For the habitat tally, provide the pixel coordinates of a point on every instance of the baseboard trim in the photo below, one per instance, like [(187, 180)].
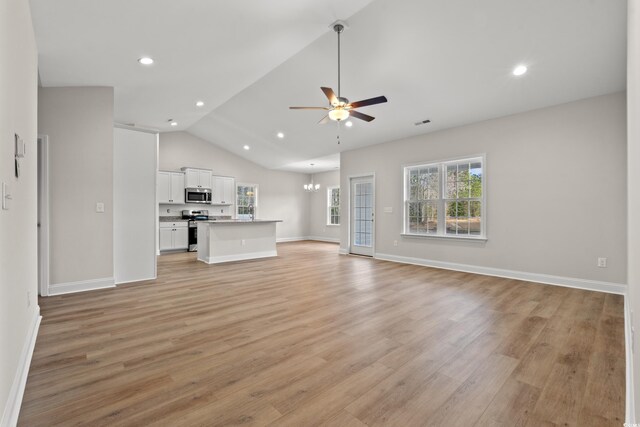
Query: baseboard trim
[(630, 412), (135, 280), (569, 282), (81, 286), (290, 239), (14, 401), (323, 239), (239, 257)]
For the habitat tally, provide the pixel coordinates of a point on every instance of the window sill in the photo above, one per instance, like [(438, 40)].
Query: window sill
[(438, 236)]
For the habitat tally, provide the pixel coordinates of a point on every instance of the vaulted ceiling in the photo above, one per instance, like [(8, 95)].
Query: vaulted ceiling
[(449, 61)]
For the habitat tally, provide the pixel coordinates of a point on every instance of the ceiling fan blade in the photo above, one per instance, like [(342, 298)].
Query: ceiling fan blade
[(370, 101), (333, 99), (359, 115)]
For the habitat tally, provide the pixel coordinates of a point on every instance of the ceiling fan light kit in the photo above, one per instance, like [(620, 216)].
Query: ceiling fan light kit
[(339, 107)]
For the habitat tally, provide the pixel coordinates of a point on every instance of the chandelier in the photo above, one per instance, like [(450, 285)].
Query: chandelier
[(311, 187)]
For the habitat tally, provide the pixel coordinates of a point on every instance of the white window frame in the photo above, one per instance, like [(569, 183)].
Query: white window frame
[(329, 206), (255, 202), (441, 231)]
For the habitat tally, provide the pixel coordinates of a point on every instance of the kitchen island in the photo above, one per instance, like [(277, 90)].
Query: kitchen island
[(236, 240)]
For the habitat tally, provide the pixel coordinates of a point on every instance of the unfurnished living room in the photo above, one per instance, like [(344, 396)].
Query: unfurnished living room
[(304, 213)]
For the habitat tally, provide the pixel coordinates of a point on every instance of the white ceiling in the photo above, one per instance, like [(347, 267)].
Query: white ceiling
[(445, 60)]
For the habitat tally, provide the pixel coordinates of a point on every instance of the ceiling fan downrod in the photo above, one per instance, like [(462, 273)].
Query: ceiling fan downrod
[(338, 28)]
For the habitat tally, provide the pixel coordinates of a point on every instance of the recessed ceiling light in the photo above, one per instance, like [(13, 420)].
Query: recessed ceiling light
[(519, 70)]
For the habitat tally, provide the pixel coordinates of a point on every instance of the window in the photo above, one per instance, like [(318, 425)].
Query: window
[(246, 201), (333, 205), (445, 199)]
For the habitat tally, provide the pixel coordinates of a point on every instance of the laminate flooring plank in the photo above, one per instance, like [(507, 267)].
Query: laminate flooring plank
[(314, 338)]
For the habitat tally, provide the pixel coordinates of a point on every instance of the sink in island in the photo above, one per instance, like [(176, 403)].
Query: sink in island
[(235, 240)]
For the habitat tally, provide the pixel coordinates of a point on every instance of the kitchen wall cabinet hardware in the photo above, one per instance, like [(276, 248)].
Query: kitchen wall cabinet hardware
[(170, 187), (197, 178), (174, 235), (224, 190)]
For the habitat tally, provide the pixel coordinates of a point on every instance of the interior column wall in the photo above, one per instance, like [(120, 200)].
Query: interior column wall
[(633, 192)]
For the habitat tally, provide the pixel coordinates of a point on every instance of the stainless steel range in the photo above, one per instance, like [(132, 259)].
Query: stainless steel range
[(194, 216)]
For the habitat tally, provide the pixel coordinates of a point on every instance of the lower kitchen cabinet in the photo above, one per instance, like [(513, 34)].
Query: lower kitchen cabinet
[(174, 235)]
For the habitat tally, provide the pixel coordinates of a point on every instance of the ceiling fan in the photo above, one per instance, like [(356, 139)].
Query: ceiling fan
[(340, 108)]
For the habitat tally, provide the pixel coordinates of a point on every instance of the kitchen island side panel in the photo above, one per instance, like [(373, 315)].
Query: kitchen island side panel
[(236, 241)]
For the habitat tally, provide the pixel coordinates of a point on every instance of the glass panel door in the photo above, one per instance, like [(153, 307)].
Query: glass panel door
[(362, 216)]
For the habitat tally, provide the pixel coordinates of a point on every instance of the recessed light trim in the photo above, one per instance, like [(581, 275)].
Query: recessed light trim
[(520, 70)]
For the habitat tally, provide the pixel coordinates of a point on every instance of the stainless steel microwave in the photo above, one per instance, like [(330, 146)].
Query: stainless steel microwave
[(197, 195)]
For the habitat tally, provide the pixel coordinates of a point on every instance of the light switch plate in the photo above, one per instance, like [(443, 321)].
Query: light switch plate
[(6, 196)]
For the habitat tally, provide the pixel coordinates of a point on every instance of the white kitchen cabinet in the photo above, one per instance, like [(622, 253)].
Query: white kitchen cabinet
[(174, 235), (170, 187), (197, 178), (224, 190)]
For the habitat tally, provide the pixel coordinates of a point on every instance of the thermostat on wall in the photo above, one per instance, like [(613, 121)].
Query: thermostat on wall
[(19, 146)]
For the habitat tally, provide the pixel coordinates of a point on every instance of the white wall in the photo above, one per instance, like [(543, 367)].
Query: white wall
[(135, 162), (633, 193), (318, 228), (18, 238), (79, 123), (280, 194), (555, 182)]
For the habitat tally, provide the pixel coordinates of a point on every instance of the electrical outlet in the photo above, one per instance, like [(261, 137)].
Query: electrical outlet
[(6, 196)]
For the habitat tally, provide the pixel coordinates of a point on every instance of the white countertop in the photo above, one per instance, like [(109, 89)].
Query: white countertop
[(238, 221)]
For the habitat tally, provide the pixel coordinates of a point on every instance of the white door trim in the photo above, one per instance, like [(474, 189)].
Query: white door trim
[(43, 215), (371, 175)]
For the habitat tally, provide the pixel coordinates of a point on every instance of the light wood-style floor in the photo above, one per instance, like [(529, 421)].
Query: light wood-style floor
[(315, 338)]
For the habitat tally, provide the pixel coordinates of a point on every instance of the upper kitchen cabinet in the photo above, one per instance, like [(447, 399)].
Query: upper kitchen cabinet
[(197, 178), (224, 191), (170, 187)]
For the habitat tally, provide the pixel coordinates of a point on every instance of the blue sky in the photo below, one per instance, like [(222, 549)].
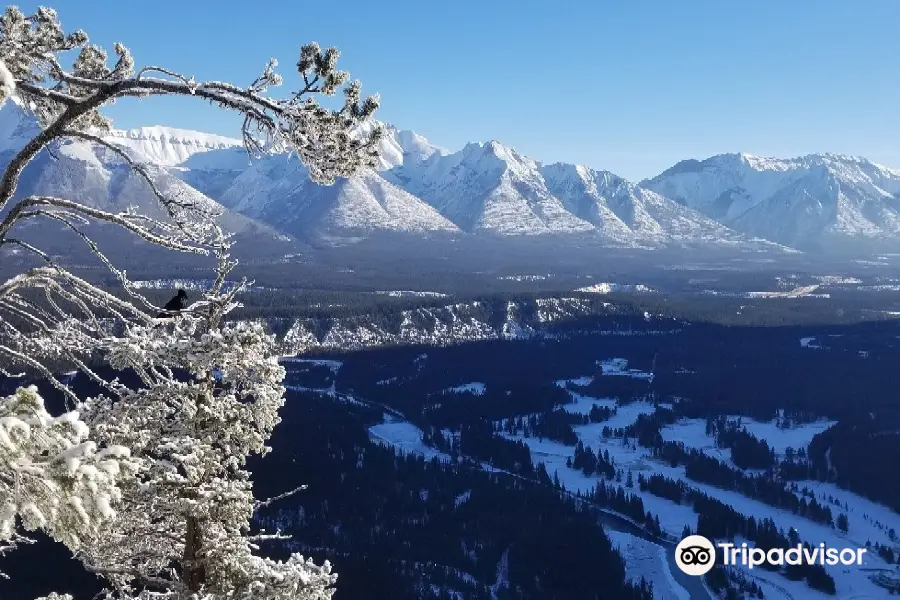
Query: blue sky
[(631, 86)]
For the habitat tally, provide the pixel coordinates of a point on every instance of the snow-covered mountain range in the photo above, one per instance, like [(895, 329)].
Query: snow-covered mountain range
[(732, 200), (809, 202)]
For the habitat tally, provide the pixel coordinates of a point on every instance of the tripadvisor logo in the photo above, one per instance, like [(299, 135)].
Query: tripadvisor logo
[(696, 555)]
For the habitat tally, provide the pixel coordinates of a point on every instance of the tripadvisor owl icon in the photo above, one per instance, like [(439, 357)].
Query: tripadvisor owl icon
[(695, 555)]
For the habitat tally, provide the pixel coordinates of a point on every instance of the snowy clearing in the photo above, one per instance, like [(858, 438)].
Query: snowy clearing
[(619, 367), (646, 559), (333, 365), (405, 437), (475, 387)]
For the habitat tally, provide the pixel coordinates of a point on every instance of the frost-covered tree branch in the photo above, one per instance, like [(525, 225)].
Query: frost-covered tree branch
[(147, 484)]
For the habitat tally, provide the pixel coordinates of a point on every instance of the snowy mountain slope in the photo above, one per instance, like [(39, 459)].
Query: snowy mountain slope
[(167, 146), (403, 147), (490, 187), (277, 190), (99, 177), (625, 212), (732, 200), (16, 127), (812, 201)]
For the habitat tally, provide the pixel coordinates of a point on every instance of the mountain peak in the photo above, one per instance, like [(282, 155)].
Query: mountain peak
[(169, 146), (17, 125)]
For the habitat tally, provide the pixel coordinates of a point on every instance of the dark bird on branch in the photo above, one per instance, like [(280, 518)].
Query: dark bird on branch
[(174, 306)]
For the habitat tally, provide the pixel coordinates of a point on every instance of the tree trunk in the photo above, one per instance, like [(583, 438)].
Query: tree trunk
[(193, 575)]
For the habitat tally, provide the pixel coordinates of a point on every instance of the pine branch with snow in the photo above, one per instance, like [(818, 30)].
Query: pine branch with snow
[(147, 485)]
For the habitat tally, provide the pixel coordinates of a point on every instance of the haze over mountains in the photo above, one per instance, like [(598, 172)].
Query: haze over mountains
[(814, 203)]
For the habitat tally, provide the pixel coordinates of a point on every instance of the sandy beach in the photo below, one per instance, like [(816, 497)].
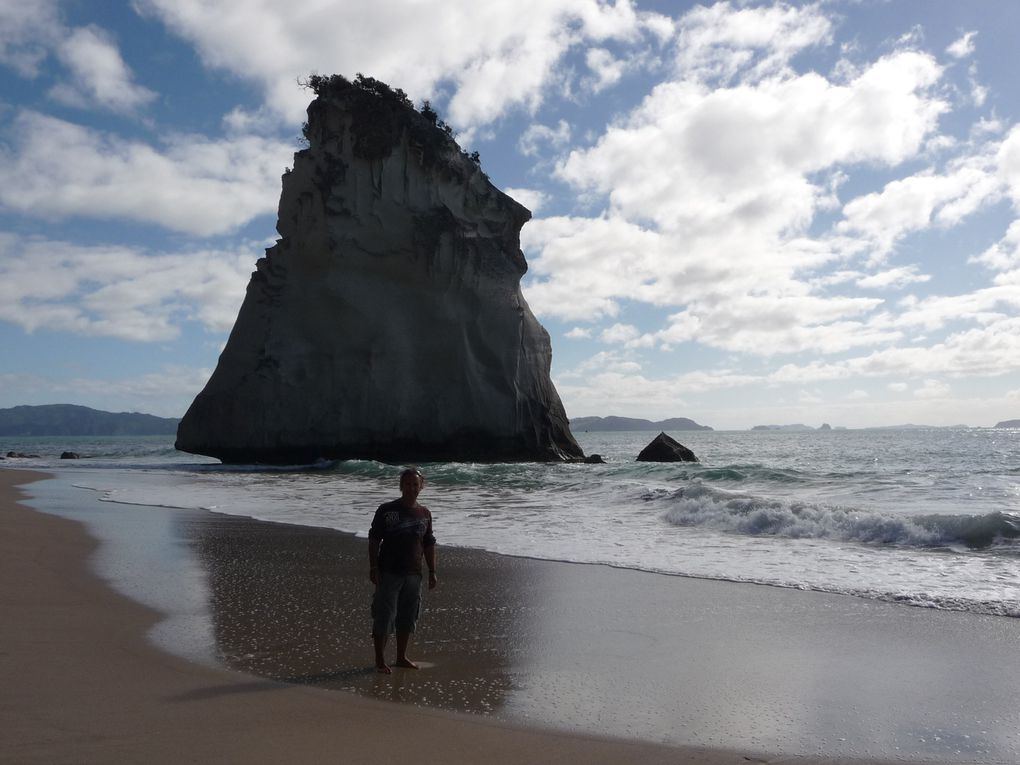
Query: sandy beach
[(522, 661)]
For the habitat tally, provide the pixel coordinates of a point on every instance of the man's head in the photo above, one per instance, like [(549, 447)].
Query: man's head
[(411, 481)]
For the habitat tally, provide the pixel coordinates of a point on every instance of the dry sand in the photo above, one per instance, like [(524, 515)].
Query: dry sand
[(503, 638)]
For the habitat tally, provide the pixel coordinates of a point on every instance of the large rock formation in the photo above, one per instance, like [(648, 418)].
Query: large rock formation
[(388, 321)]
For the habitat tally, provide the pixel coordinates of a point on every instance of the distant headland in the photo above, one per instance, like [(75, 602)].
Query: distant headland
[(634, 423), (70, 419)]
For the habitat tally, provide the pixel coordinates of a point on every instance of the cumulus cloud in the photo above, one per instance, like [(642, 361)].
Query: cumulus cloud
[(537, 137), (893, 278), (118, 292), (932, 389), (99, 73), (532, 199), (490, 57), (191, 184)]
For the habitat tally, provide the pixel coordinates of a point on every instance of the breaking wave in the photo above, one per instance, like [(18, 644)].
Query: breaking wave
[(699, 505)]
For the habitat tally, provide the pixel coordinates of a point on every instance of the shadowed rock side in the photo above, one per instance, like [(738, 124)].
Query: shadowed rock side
[(388, 321), (665, 449)]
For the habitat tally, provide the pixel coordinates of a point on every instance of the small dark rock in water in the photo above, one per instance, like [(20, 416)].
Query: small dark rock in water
[(665, 449)]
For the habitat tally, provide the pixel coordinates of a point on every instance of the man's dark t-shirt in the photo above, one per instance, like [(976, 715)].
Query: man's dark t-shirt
[(404, 533)]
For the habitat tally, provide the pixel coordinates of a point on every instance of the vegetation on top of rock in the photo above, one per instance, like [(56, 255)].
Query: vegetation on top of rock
[(384, 112)]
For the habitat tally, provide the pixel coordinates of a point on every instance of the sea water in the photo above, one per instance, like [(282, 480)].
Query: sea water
[(924, 517)]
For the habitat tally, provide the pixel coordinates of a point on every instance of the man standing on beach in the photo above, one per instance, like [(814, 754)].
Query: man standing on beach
[(400, 537)]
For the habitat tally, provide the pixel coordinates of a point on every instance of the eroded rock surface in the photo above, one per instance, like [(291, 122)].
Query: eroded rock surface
[(665, 449), (388, 321)]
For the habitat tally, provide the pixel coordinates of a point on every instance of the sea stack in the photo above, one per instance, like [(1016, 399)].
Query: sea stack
[(388, 320)]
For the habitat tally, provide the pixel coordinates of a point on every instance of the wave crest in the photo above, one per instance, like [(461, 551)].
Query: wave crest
[(698, 505)]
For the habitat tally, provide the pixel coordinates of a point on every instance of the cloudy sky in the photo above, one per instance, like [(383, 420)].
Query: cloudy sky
[(745, 212)]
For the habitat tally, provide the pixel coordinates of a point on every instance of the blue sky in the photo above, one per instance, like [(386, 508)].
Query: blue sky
[(745, 212)]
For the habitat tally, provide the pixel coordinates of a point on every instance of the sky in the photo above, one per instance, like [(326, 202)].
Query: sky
[(744, 212)]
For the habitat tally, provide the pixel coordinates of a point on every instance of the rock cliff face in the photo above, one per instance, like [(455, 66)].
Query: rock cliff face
[(388, 321)]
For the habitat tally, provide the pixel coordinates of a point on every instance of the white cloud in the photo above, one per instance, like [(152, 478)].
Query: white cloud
[(531, 141), (893, 278), (917, 202), (192, 184), (986, 351), (118, 292), (619, 334), (607, 68), (494, 56), (532, 199), (963, 47), (720, 41), (1005, 254), (99, 73), (932, 389)]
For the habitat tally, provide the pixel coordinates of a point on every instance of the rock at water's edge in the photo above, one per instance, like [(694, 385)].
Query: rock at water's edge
[(665, 449), (388, 321)]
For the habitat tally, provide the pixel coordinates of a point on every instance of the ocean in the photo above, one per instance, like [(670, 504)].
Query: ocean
[(923, 517)]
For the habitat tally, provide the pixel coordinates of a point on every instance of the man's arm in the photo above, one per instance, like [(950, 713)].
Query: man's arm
[(430, 561), (373, 561)]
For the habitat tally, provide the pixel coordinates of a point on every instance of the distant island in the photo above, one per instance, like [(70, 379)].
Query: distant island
[(633, 423), (69, 419), (795, 426)]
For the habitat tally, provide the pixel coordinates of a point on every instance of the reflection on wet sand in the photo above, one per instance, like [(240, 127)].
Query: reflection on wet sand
[(620, 652), (291, 603)]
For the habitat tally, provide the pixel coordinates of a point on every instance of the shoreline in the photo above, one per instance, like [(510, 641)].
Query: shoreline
[(491, 667)]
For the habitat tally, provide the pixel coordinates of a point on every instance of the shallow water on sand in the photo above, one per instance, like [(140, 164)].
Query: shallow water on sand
[(592, 649), (923, 517)]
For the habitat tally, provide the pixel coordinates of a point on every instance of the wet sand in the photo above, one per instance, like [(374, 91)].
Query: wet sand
[(523, 661)]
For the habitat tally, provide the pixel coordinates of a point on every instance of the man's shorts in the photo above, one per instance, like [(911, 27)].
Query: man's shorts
[(397, 603)]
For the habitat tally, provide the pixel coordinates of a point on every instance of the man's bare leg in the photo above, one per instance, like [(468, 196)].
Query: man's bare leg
[(402, 661), (379, 643)]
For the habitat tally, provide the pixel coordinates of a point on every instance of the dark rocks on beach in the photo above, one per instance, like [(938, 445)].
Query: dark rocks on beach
[(665, 449), (388, 321)]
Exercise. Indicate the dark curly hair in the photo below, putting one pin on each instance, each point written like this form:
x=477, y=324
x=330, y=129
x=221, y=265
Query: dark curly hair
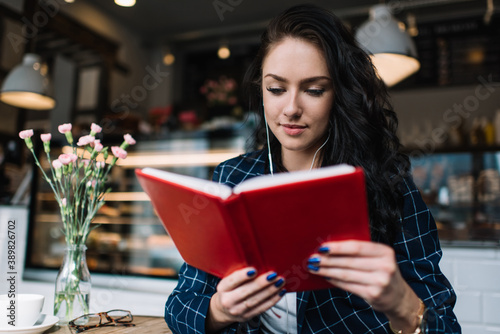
x=362, y=122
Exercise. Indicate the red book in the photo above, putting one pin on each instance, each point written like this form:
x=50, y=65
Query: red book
x=268, y=222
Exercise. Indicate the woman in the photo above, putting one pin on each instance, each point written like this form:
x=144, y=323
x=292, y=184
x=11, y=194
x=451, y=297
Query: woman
x=324, y=105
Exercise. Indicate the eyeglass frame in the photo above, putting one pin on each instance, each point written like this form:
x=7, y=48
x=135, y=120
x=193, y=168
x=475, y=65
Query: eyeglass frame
x=111, y=321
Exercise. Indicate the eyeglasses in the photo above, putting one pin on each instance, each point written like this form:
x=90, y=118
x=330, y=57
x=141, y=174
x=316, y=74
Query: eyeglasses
x=102, y=319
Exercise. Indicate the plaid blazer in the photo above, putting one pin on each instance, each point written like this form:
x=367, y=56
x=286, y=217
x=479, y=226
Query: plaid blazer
x=332, y=310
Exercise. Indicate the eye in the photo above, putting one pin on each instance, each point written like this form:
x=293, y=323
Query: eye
x=275, y=91
x=315, y=92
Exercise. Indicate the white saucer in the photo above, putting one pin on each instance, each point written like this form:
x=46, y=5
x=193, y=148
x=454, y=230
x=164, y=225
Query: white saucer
x=42, y=324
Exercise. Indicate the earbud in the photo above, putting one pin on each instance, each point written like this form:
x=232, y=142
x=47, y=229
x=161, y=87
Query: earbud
x=268, y=143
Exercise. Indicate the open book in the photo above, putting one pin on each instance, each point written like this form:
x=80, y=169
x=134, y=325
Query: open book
x=268, y=222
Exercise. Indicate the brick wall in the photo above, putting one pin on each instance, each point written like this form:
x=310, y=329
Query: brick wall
x=475, y=275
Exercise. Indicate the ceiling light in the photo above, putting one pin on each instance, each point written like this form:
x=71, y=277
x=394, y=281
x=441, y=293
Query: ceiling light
x=169, y=58
x=392, y=50
x=27, y=85
x=224, y=52
x=125, y=3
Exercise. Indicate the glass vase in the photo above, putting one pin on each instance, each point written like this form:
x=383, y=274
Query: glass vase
x=72, y=291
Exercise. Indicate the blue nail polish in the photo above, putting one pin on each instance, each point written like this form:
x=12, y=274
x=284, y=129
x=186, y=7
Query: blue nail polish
x=271, y=276
x=323, y=249
x=312, y=267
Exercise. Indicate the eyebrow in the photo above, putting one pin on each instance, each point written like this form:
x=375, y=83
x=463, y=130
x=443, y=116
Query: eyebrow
x=306, y=80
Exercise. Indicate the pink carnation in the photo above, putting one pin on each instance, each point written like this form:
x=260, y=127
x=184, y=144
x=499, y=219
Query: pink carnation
x=66, y=159
x=128, y=139
x=95, y=128
x=98, y=147
x=56, y=164
x=85, y=140
x=119, y=152
x=63, y=128
x=26, y=134
x=46, y=137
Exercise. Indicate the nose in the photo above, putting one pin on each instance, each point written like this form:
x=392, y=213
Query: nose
x=293, y=107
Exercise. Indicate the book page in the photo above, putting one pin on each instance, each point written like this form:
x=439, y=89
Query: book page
x=202, y=185
x=268, y=181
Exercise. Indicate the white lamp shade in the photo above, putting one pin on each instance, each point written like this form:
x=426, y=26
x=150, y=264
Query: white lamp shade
x=392, y=50
x=27, y=87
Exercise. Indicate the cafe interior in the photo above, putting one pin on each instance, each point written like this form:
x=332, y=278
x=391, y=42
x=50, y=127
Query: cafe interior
x=168, y=74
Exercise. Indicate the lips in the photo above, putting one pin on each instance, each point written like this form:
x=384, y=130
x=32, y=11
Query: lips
x=293, y=129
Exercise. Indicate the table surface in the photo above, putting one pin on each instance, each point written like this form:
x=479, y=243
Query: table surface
x=143, y=325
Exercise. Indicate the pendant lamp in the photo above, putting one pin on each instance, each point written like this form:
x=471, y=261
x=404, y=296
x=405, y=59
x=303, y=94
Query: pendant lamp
x=27, y=86
x=392, y=50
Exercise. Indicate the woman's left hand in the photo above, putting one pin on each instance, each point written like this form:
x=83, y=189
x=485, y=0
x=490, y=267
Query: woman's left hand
x=369, y=270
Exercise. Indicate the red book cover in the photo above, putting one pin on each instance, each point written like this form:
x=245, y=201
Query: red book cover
x=269, y=222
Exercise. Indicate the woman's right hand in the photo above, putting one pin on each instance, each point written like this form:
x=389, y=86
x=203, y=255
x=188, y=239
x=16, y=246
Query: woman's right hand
x=241, y=296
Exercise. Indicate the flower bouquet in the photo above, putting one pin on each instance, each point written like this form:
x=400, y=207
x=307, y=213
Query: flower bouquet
x=78, y=180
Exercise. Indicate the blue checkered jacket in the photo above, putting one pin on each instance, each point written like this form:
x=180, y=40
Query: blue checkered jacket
x=333, y=310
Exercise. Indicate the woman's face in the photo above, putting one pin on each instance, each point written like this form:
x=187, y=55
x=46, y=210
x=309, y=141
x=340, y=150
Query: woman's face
x=298, y=95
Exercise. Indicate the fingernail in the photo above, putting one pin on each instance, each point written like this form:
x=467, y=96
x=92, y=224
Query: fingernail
x=323, y=249
x=271, y=276
x=312, y=267
x=251, y=272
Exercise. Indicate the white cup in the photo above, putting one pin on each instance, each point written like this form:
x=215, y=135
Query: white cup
x=23, y=310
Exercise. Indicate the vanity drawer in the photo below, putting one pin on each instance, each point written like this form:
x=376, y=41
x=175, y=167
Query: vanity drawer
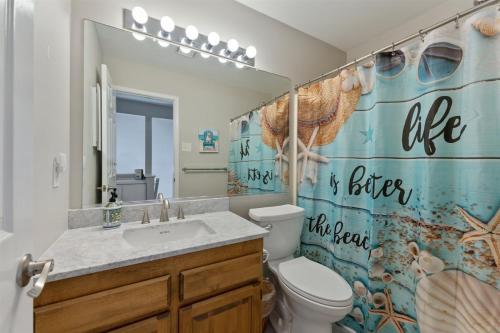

◇ ◇ ◇ ◇

• ASSIGNED TASK:
Line count for the word "drawer": state how many lines of the listing hold it, and give only that number.

• FINISHED EXERCISE:
2